— START ENTRIES SHOWN —

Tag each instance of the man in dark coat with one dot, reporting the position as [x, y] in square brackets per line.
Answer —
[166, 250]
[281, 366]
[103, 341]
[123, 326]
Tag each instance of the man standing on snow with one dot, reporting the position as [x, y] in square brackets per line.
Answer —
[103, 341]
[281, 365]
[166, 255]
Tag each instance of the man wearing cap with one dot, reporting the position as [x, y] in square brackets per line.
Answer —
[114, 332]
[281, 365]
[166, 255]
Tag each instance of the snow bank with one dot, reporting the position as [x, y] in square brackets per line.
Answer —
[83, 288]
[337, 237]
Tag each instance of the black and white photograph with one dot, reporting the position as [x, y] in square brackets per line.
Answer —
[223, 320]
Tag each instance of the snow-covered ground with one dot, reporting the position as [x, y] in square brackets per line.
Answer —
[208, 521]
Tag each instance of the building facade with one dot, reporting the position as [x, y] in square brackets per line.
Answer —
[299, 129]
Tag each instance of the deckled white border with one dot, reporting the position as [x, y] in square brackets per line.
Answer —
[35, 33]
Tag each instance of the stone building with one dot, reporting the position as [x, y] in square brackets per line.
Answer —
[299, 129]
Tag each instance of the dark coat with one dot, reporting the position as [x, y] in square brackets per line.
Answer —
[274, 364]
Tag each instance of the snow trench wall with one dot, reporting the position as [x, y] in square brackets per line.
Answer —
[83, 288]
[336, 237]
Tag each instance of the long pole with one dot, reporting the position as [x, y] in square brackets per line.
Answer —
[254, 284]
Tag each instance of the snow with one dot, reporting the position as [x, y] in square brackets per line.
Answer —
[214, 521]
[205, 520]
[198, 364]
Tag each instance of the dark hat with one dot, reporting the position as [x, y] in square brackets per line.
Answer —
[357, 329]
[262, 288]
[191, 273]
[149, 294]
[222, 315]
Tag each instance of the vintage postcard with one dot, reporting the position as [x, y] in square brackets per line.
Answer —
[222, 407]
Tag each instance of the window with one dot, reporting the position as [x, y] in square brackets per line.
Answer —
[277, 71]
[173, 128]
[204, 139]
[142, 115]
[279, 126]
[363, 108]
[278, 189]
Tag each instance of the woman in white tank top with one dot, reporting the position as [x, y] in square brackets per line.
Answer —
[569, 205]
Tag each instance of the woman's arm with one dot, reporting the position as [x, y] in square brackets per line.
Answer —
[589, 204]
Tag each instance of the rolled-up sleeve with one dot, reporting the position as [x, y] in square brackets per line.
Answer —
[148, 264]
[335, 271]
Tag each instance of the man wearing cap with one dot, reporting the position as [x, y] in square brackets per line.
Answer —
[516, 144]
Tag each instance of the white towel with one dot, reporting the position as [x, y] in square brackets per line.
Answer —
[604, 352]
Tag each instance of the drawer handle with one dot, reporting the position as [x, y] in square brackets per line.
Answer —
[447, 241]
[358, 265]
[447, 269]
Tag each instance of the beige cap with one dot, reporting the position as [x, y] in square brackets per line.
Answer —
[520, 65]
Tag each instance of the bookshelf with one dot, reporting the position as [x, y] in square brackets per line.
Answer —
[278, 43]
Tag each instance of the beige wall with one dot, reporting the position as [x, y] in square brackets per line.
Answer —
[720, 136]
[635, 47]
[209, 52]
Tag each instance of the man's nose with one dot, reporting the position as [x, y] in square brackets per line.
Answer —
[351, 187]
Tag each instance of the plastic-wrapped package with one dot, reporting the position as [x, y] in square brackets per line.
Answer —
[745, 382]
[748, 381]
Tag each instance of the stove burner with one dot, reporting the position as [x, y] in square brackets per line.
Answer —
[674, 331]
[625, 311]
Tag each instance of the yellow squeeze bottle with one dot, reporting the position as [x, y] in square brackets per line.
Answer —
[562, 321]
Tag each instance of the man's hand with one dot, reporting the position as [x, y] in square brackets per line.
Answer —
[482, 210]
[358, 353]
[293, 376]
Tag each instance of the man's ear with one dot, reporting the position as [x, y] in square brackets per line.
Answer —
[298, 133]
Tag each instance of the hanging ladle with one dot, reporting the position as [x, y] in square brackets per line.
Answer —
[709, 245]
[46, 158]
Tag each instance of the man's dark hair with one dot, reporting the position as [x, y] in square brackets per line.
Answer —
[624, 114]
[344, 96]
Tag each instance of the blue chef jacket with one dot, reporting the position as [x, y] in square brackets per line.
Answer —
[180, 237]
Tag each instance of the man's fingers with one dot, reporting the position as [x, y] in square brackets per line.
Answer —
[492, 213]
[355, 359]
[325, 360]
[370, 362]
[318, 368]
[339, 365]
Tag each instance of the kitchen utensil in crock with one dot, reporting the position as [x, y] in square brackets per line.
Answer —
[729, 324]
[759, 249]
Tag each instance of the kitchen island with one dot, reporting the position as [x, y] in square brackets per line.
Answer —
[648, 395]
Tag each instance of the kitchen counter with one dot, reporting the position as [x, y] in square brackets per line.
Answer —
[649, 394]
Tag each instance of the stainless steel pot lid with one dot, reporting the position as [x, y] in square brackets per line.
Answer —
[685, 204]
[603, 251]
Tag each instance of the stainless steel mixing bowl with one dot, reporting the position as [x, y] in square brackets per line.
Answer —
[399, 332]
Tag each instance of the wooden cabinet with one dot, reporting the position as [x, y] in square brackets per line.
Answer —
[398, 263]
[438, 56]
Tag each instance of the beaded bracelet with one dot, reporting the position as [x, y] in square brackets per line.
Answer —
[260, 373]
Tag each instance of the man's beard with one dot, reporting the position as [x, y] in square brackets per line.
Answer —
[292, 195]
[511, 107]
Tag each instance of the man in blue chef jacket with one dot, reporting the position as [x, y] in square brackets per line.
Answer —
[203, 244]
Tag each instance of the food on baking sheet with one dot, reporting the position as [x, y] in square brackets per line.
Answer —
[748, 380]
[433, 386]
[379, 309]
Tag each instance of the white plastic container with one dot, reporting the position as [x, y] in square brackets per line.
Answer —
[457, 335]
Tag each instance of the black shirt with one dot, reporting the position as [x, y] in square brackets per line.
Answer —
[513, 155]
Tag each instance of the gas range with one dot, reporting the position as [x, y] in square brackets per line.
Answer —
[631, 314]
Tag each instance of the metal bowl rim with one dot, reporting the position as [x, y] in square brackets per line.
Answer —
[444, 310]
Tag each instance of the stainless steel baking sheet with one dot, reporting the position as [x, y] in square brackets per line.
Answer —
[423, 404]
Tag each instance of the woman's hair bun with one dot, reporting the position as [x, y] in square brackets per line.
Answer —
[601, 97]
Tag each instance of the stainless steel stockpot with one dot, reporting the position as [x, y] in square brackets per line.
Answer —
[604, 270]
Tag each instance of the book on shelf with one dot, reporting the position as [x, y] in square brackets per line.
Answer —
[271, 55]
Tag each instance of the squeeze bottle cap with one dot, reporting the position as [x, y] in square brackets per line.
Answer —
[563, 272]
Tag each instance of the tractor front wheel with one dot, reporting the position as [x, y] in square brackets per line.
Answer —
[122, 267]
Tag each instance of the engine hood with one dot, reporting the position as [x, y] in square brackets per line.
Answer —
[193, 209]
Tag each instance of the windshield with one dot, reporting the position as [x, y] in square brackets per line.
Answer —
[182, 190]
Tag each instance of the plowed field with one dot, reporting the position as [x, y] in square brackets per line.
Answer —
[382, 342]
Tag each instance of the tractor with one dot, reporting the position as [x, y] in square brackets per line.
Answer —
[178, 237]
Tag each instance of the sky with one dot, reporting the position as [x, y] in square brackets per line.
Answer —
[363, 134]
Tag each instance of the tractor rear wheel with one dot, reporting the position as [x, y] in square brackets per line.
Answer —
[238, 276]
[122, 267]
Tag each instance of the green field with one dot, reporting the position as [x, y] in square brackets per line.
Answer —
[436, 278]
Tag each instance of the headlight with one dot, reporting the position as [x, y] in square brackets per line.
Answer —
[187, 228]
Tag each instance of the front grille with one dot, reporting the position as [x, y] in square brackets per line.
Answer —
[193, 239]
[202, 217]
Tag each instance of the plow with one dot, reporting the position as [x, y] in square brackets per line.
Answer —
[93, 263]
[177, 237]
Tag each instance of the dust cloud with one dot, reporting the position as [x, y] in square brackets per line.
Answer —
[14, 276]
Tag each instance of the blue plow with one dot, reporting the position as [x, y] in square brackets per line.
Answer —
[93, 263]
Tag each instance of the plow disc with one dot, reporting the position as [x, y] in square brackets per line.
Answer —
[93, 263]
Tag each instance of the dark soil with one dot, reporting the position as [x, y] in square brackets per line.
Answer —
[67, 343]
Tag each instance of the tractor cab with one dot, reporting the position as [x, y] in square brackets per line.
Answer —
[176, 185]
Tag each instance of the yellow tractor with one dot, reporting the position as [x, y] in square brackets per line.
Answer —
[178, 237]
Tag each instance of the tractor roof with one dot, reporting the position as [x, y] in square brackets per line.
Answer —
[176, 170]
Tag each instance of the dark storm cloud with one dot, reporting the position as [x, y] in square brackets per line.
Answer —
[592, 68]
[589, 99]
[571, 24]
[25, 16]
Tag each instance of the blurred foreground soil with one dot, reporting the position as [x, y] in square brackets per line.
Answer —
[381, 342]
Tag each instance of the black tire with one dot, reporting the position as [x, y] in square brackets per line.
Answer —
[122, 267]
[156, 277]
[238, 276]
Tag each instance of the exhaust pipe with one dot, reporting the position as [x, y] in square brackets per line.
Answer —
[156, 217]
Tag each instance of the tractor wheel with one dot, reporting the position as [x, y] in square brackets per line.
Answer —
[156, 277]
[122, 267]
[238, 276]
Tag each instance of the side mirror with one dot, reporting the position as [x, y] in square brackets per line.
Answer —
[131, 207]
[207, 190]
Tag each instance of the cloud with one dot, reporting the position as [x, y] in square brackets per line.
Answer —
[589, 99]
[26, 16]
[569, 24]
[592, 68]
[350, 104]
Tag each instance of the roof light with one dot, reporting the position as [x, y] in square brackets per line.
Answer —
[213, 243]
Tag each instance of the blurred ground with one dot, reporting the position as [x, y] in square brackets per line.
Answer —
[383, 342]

— END ENTRIES SHOWN —

INSTRUCTIONS FOR THE TASK :: Quote the lines of the listing above that run from the line with "Tag each instance of the side" through its last line, both included, and nothing else.

TASK RESULT ::
Tag each instance of the side mirror with one dot, reporting the position as [x, y] in square brackets per line.
Answer —
[131, 207]
[207, 190]
Tag each instance of the cloud with one dot, reporting the position as [x, y] in square brackets per line.
Answer —
[589, 99]
[26, 16]
[569, 24]
[592, 68]
[350, 104]
Tag each instance of the roof light with one dot, reporting the position as [x, y] in square brackets per line.
Answer —
[213, 243]
Tag each instance of the blurred ground with one dot, reporting the position as [x, y] in square brackets per line.
Answer —
[383, 342]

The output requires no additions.